DATA TO USE
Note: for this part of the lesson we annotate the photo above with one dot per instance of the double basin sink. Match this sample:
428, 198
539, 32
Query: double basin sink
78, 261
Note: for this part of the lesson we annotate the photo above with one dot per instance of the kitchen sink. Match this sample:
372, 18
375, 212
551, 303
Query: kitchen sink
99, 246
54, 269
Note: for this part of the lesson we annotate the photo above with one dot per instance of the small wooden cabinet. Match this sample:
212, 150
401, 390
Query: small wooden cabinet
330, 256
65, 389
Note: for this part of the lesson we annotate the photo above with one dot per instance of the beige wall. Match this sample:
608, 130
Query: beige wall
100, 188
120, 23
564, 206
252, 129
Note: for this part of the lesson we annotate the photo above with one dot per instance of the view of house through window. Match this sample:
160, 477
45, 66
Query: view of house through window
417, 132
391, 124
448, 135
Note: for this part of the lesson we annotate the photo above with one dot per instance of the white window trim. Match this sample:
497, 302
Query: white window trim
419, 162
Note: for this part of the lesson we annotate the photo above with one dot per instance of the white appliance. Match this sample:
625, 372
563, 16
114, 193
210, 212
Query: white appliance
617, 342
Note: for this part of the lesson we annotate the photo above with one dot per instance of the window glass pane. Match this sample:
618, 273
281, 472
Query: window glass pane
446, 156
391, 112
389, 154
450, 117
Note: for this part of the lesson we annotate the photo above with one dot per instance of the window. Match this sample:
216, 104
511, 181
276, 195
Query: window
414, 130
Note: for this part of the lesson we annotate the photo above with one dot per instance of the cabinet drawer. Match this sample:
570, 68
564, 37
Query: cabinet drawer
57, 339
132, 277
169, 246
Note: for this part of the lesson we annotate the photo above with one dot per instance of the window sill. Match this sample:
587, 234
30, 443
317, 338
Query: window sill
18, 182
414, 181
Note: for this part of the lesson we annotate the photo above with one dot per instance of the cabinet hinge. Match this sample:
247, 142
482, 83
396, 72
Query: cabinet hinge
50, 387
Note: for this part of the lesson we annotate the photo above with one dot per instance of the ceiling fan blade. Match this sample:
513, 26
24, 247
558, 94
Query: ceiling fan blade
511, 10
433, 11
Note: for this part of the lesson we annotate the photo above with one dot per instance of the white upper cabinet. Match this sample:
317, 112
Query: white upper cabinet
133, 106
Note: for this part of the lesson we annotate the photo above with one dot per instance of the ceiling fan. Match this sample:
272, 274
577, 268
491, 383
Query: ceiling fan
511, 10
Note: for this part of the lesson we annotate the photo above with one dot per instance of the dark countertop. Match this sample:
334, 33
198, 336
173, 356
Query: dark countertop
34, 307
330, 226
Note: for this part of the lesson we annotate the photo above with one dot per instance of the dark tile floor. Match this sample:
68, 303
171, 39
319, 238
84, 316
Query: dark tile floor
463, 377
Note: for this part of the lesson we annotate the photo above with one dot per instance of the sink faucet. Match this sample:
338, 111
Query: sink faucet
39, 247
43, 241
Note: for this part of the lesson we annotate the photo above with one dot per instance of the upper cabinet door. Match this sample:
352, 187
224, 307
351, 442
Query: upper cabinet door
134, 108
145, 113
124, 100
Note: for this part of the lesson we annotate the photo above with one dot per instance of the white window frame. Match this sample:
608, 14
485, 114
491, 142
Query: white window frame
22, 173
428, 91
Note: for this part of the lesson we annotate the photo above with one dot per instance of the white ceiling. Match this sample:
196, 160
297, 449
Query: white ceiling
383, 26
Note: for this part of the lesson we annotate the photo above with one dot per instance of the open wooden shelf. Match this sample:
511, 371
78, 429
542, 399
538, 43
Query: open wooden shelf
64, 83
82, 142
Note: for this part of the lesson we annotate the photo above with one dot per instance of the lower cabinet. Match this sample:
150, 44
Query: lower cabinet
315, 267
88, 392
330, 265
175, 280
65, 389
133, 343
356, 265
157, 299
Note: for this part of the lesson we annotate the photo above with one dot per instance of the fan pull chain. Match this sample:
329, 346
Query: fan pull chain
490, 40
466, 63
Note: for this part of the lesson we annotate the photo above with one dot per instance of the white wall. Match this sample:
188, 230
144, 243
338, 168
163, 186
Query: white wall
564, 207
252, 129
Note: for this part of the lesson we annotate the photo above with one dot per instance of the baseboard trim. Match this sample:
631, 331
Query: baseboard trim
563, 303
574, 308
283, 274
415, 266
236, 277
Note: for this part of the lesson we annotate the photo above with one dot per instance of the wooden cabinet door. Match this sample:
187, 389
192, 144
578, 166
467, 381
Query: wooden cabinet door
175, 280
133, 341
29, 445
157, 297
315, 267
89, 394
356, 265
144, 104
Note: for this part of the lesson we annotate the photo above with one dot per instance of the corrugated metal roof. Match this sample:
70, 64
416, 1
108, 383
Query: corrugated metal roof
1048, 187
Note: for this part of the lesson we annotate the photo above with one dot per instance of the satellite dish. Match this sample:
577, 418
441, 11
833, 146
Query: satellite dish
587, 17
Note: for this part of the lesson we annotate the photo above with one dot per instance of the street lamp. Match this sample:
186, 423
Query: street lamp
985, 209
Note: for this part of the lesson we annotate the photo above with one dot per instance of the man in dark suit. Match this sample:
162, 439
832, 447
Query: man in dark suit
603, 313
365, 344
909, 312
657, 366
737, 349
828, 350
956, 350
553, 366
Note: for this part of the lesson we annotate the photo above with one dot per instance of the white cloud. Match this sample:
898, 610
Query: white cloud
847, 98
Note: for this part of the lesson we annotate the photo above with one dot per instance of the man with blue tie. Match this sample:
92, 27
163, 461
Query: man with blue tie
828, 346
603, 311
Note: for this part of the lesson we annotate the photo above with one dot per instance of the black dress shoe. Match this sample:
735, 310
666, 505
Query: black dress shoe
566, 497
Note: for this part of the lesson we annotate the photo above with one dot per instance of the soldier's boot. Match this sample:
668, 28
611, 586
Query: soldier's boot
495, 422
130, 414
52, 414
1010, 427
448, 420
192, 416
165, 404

YOUR TASK
Output exactly the lines between the one containing "of the black" and the final line above, both inclusive.

ANSWER SECTION
Note: for this part of the lesson we annotate the photo above with one dot per instance of the black dress shoe. Match this sample:
735, 310
666, 505
Query: black dress shoe
566, 497
Note: for this part of the lesson we annotate the photo above with one dot per instance of the soldier's boot. Match this sample:
668, 28
611, 586
Query: soldier's boot
495, 422
130, 414
52, 414
1010, 427
448, 420
192, 416
165, 404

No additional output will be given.